**Instructions to follow:**
Count the lines in the listing below that contain the word "patch", and reply with the number alone.

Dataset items
□ □ □ □ □

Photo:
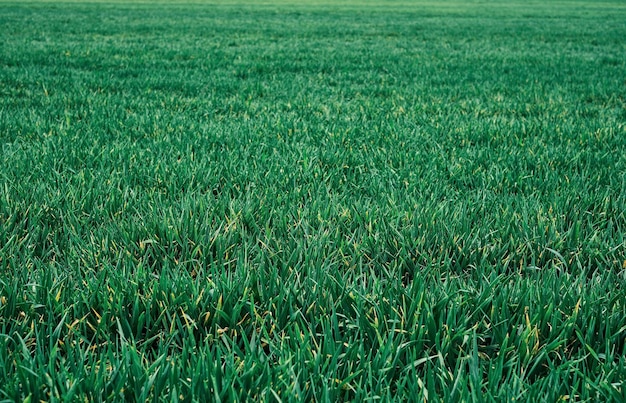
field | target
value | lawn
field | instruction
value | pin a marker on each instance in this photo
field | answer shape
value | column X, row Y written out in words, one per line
column 313, row 201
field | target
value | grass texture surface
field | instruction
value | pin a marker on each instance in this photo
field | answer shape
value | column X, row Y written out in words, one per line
column 313, row 201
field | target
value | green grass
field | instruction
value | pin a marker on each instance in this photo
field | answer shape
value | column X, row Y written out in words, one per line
column 364, row 200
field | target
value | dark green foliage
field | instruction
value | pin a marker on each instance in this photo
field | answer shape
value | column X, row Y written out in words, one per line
column 313, row 202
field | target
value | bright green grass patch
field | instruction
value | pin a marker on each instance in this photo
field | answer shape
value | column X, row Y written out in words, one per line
column 312, row 201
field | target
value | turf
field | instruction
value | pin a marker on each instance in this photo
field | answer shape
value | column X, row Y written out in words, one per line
column 313, row 201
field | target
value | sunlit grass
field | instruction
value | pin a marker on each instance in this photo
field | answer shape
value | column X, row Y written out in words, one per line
column 312, row 202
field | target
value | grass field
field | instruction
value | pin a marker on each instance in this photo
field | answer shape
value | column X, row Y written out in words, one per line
column 313, row 202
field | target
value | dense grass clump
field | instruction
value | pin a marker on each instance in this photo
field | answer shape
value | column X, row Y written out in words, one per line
column 408, row 201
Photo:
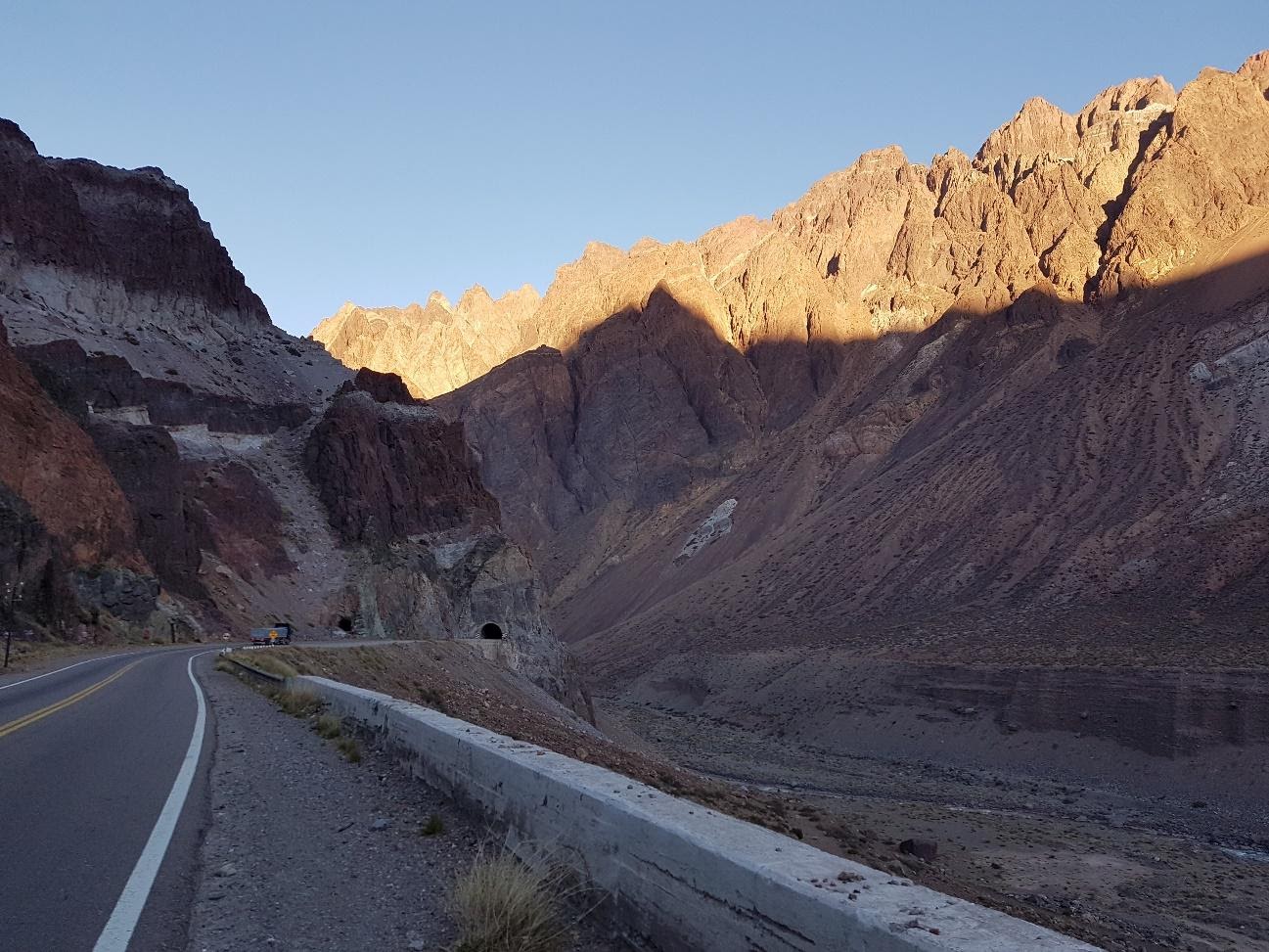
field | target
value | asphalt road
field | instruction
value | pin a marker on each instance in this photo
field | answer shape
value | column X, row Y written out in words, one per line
column 103, row 799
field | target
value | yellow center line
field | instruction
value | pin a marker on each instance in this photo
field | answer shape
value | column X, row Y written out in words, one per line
column 25, row 721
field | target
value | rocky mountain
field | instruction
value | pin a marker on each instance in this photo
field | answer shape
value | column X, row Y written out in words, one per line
column 179, row 462
column 990, row 405
column 436, row 346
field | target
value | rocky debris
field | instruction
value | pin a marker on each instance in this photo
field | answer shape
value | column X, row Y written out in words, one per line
column 920, row 848
column 107, row 385
column 712, row 529
column 122, row 593
column 131, row 231
column 54, row 466
column 396, row 476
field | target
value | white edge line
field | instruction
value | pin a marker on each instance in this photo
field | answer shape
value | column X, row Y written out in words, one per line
column 127, row 912
column 59, row 670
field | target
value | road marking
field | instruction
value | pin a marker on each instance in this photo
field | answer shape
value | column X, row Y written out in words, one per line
column 127, row 912
column 48, row 674
column 26, row 720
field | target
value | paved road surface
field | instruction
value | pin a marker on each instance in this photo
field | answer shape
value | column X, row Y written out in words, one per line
column 103, row 789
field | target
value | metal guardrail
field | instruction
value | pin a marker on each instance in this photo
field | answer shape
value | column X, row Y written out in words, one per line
column 254, row 671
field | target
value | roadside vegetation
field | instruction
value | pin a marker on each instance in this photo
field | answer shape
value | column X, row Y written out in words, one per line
column 503, row 904
column 295, row 703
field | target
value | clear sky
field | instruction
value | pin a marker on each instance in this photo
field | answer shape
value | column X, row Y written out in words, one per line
column 373, row 150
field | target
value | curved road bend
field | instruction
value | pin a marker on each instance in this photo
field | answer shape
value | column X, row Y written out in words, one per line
column 103, row 790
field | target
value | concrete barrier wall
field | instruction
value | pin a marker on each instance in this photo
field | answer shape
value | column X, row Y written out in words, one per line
column 684, row 878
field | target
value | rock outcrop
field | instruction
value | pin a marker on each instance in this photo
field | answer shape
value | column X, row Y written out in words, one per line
column 979, row 402
column 434, row 346
column 161, row 436
column 52, row 465
column 400, row 481
column 387, row 466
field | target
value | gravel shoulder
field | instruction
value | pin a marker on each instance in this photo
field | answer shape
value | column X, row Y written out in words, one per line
column 306, row 850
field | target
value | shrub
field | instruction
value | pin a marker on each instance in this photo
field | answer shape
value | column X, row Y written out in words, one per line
column 329, row 726
column 504, row 905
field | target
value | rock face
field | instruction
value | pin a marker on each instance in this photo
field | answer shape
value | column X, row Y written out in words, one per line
column 990, row 405
column 436, row 346
column 387, row 466
column 397, row 477
column 52, row 465
column 122, row 263
column 80, row 225
column 160, row 436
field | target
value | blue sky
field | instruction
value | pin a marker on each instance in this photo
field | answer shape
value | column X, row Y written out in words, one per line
column 376, row 150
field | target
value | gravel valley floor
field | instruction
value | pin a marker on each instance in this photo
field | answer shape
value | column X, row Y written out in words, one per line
column 1131, row 874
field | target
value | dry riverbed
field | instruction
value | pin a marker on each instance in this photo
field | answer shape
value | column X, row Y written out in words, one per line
column 1092, row 861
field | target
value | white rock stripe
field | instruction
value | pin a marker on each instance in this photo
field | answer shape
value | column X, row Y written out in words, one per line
column 127, row 912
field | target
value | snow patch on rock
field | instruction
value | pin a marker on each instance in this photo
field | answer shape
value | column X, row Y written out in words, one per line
column 712, row 529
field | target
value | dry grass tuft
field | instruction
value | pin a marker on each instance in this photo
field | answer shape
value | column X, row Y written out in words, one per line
column 298, row 703
column 329, row 726
column 505, row 905
column 264, row 661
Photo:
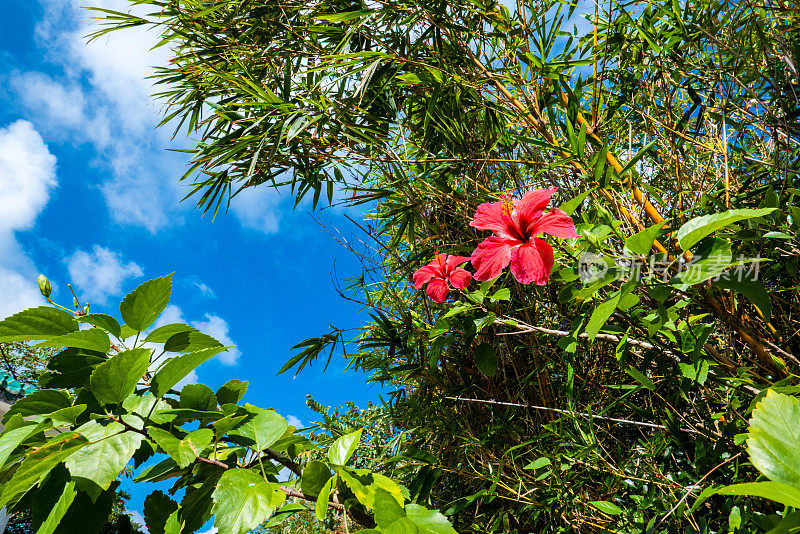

□ □ □ □ □

**Answer to the task:**
2